* _Required action_
The records below must be repeated exactly, but without their pictures.

* _Dataset records_
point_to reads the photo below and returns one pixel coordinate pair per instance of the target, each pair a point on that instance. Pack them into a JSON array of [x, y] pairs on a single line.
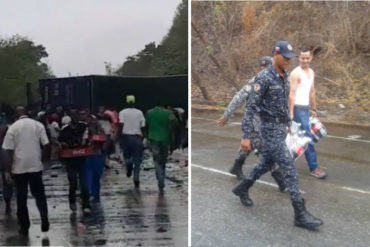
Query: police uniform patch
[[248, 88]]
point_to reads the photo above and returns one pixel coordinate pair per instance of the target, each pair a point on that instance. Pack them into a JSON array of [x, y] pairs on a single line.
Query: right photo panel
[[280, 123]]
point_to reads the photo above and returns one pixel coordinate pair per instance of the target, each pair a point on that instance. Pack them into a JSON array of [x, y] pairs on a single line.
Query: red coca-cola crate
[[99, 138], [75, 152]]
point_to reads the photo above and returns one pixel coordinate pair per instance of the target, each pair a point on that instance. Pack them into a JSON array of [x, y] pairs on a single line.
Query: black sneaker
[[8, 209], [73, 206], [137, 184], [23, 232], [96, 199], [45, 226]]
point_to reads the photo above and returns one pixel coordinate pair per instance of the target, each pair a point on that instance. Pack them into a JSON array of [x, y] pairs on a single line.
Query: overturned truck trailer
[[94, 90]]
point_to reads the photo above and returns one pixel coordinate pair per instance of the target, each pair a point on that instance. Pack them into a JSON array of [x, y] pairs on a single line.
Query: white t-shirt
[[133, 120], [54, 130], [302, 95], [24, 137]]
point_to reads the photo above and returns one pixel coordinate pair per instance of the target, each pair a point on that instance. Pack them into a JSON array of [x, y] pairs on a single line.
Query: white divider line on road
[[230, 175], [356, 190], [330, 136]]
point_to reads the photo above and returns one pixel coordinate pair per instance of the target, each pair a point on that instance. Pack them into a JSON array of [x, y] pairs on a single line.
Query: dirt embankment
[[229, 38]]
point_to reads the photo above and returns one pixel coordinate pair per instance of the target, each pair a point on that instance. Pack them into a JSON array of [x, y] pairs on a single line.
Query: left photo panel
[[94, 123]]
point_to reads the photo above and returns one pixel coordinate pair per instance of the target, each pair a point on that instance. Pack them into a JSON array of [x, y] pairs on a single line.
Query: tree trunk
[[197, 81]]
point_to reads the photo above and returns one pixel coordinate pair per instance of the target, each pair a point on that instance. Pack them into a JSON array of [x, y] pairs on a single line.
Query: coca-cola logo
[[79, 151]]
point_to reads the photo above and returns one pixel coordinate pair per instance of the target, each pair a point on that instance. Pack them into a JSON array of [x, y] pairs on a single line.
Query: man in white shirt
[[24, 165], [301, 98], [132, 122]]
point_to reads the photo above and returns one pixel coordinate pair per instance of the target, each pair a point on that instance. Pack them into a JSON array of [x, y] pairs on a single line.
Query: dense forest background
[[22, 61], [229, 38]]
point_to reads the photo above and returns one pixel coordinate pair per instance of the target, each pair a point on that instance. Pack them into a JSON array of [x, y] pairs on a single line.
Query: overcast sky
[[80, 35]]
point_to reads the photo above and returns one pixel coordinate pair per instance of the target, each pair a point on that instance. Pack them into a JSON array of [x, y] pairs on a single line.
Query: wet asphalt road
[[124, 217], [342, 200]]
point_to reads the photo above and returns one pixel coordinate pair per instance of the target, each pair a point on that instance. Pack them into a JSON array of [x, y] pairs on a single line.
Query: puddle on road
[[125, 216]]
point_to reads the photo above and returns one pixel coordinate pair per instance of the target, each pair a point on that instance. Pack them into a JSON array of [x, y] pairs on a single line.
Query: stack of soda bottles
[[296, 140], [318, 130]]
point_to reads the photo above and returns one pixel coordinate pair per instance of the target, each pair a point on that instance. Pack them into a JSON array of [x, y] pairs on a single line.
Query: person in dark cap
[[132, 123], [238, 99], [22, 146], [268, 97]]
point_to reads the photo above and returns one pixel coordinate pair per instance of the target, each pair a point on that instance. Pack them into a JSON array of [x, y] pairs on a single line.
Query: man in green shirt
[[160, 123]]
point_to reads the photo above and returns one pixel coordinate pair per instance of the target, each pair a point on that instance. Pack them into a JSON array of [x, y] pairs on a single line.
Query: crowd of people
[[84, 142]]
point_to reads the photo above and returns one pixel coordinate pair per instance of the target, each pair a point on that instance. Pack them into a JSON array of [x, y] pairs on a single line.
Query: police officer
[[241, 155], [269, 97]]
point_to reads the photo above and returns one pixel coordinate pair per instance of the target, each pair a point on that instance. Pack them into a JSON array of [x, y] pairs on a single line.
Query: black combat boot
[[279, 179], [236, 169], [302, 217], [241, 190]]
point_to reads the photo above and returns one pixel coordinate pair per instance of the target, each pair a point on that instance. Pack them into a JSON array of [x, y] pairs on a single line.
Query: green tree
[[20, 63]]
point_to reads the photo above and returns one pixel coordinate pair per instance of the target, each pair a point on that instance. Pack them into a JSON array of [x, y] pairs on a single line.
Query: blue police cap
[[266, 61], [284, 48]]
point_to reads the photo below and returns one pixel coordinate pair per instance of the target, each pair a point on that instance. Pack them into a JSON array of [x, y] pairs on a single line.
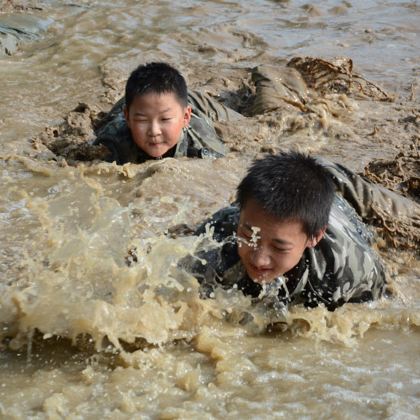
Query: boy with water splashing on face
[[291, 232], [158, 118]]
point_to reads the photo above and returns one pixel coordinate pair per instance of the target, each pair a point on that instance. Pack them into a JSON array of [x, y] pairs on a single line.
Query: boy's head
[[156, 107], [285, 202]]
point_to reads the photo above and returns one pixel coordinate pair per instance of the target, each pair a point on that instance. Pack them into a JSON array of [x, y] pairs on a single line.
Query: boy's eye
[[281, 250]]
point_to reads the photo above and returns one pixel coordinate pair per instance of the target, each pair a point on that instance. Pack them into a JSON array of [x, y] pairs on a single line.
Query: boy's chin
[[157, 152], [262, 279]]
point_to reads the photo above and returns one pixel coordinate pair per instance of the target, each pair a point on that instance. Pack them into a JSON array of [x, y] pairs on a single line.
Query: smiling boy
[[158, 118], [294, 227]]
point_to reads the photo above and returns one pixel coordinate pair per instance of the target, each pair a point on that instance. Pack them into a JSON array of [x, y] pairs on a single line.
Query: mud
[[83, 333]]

* _Answer section_
point_to reads the photo below and returns one pixel coordinate pair per instance of the target, each pair a point on that instance. Pack them into a JSON array of [x, y] pairs on a single line.
Query: police uniform patch
[[248, 88]]
point_to reads the photo above and returns one pixel coordinate pair per instance of the target, each pair a point on that instance. Pack them into a JSON array of [x, y] pairs on a single line.
Query: right photo panel
[[280, 123]]
point_to reads the photo above and returns one pixel coordinate pair per instance of the target, each pair a point on that instance. Pack them into a JSON array of [x, y] pairs on a single line.
Query: red coca-cola crate
[[99, 138], [75, 152]]
point_to reads the photo above and returns one pixel coordinate pair per instance of the target, each pair a point on that instance. Pack them into a JSON array of [x, y] pairs on a single line.
Query: black sneaker
[[8, 209], [73, 206], [137, 184], [23, 232], [96, 199], [45, 226]]
point_to reads the photo above and returns one pixel coordinate pair per instance of the target, each pair a point on that instance. Pack them into a JSON array of [x, y] pairs on a single line.
Query: overturned truck trailer
[[94, 90]]
point_to reads the photo above and returns one pixel coordinate pair per instance of the target, each pair a point on that instance. Pack them into a JSON array of [x, y] pairs on a single line.
Query: white t-shirt
[[133, 120], [54, 130], [302, 95], [24, 137]]
point_to reads the photo above and returns one pixel coordinate pair per instance of the target, each pair a point on that instance. Pack them into a JSON array of [x, y] pairs on a single line.
Query: white divider line on road
[[230, 175], [356, 190], [330, 136]]
point_to reads the photo above and returns one pixel coordinate pair per instance of the target, each pair a point on that instance. Pack them into a JSON array of [x, y] pairs on a single line.
Query: dirt embankment
[[229, 38]]
point_to reads the photo above and returns one pixel coordinate pair per instance of the target, each pair a point on that instance. Pack them into a JSON array of [x, y] pairs on a single line.
Query: left photo panel
[[94, 123]]
point_to reads the photo above and returns one pixel coordinate pair per instance of the target, each pair a point on that instance. Pack them into a JSON array of [x, y] pairs on a single line.
Query: tree trunk
[[197, 81]]
point_to reads the photo above and returns one pixel coordinate pair per instance of the target, each pair a point on that instance. Pack them into a JSON array of [x, y] pairs on a single line.
Query: coca-cola logo
[[79, 151]]
point_to reads the photo above and returns one pixel coordinate pair per instance of the target, each pair a point on that instance. Pack them into a JSON array of [x, y] pairs on a single line.
Query: man in white shirt
[[24, 165], [301, 98], [132, 122]]
point_to reads the photo above and returns one pixel coordinate pair per instance of the target, each pair a point on that instance. Pack them into a JSON array of [x, y] pairs on a single line.
Query: dense forest background
[[22, 61], [229, 38]]
point_to reads the photo above and returns one pixel coordinate pair per instance of the target, each pair a point on that instance. Pack them into a JSON array of [x, y] pairs on a single line.
Query: overcast sky
[[80, 35]]
point_to reads the photo above and returns one pixel coordinate pair per instance of the target, each pair a point on that instance. Pack them into a JSON array of [x, y] pairs on a single line.
Query: wet asphalt road
[[124, 217], [342, 200]]
point_to reads the photo above and returns one pixel coordinate pair per instance of the target, each pair a point on that instance. Pack them into a JSON array of [x, y] pairs on a single line.
Query: puddle on road
[[125, 216]]
point_to reads the photo above and returns one pixel coordinate pair per instance of the target, each pair a point on that instance. Pack them into a JSON array of [x, y] pairs on a single line.
Query: stack of soda bottles
[[296, 140], [318, 130]]
point_to reads the photo above and returns one pixel coordinate pair per instance of the target, each pair a point on that instance. Pack them into a JSON array of [x, y] pairs on a single line.
Query: person in dark cap
[[132, 123], [238, 99], [22, 146], [268, 97]]
point_to reads the photo above and returns one pixel coordinate pair per instance of the target, each pair a point on that instance. Pack them into a JSON array of [x, y] pairs on a single line.
Query: man in green shirt
[[160, 123]]
point_to reads the photo above and returns one pixel coordinate pair per instance of the target, each pair a point on that instance. Pack them into a JSON array of [x, y] pairs on a single line.
Query: crowd of people
[[84, 142]]
point_to reads the photo above and returns one pixel coordinate pair per instance of the target, each pair a point on that instance. Pack them into a JSON array of [x, y] pairs on a single line.
Query: police officer
[[241, 155], [269, 97]]
point_to reads the photo above and returns one pixel coordinate pair per instance of the target, each pair a point on that instance. Pack them into a JSON array of [x, y] pairs on a single line.
Query: black combat boot
[[279, 179], [236, 169], [302, 217], [241, 190]]
point_to reads the photo above and returns one pixel coordinate pair per instance of the target, each pair a point on that instance. Pack them into a JSON array of [x, y] pairs on a single line.
Query: green tree
[[20, 63]]
point_to reads the photo above and returns one pixel coordinate pair per instance of the target, each pair a point on that instance. Pack them into a JSON array of [x, y] pairs on a single line.
Query: blue police cap
[[266, 61], [284, 48]]
point_to reads the photo below and returns one pixel coordinate pair per instance of the target, each pair a point on that instance. Pack them into a JSON array of [x, y] pairs on a single line.
Query: boy with water splashing on face
[[291, 232], [158, 118]]
point_to reads the photo above and returns one pixel coordinate pair per instance of the target, each pair a point on that instance. Pack them into a JSON array of [x, y] pairs on a single line.
Query: boy's head
[[156, 107], [285, 202]]
point_to reads the photo above and returns one pixel coordinate pair per instance of the target, each pair a point on that instance. Pack them into a JSON array of [x, y] pairs on a single line.
Query: boy's eye
[[281, 250]]
point_to reads the photo above and returns one pixel coordinate pair per instance of the target, each pair a point on that instance. Pack them into a JSON array of [x, y] pairs on a single line.
Query: boy's chin
[[157, 152], [262, 279]]
point_to reads the photo above and returns one pixel coordinate pair per instance of the target, each pair a point on that instance. Pack them into a JSON array of [x, y] pairs on a single line.
Query: smiling boy
[[158, 118], [294, 227]]
point_to reads the photo above and returns one pixel coordinate pair per instance of the target, each pair a point on that instance. Pack them into a JSON array of [x, y] pairs on a single line.
Query: mud
[[83, 333]]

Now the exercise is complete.